ASSIGNMENT - Across the whole listing, how many lines hold the word "each"? Reply with the number by itself.

══ DATA SUPPLIED ══

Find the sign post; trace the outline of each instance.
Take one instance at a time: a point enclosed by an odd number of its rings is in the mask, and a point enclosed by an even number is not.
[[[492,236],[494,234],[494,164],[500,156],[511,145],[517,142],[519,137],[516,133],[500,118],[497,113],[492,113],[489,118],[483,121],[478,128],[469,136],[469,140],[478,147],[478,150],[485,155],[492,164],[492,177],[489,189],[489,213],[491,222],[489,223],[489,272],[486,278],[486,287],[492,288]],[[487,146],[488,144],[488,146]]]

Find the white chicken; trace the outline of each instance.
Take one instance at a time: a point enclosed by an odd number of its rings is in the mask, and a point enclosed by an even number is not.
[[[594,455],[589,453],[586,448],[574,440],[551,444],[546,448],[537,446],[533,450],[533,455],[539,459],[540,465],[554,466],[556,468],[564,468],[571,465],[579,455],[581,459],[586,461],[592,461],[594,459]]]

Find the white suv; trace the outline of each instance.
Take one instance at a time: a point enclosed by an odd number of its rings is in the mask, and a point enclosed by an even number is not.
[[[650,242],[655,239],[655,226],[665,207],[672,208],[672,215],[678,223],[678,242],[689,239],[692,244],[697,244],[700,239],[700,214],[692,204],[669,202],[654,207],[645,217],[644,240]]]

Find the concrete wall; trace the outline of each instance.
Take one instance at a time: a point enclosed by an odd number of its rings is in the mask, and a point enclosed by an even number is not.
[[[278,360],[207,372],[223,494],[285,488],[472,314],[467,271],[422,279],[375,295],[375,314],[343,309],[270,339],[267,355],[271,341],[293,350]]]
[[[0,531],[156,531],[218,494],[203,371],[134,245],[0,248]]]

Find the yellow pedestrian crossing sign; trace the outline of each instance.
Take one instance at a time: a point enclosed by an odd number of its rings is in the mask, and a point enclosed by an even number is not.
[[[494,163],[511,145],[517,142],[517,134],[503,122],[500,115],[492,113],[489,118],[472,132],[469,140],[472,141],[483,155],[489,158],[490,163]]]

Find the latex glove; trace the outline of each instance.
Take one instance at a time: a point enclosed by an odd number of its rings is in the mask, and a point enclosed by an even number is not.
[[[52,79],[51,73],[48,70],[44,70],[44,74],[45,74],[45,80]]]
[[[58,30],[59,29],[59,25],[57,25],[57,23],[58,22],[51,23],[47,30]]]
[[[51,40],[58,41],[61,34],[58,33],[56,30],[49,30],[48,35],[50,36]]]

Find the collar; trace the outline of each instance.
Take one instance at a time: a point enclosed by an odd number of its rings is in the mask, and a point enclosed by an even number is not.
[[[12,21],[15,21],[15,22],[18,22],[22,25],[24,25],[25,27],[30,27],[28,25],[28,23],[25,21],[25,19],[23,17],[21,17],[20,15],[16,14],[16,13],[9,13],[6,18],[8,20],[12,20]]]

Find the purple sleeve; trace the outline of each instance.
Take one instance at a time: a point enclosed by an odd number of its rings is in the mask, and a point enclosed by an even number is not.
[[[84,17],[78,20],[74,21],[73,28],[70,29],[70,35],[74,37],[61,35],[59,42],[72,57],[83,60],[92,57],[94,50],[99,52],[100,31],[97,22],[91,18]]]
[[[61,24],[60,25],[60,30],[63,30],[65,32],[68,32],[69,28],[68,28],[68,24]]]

═══

ANSWER TO THE EXERCISE - 8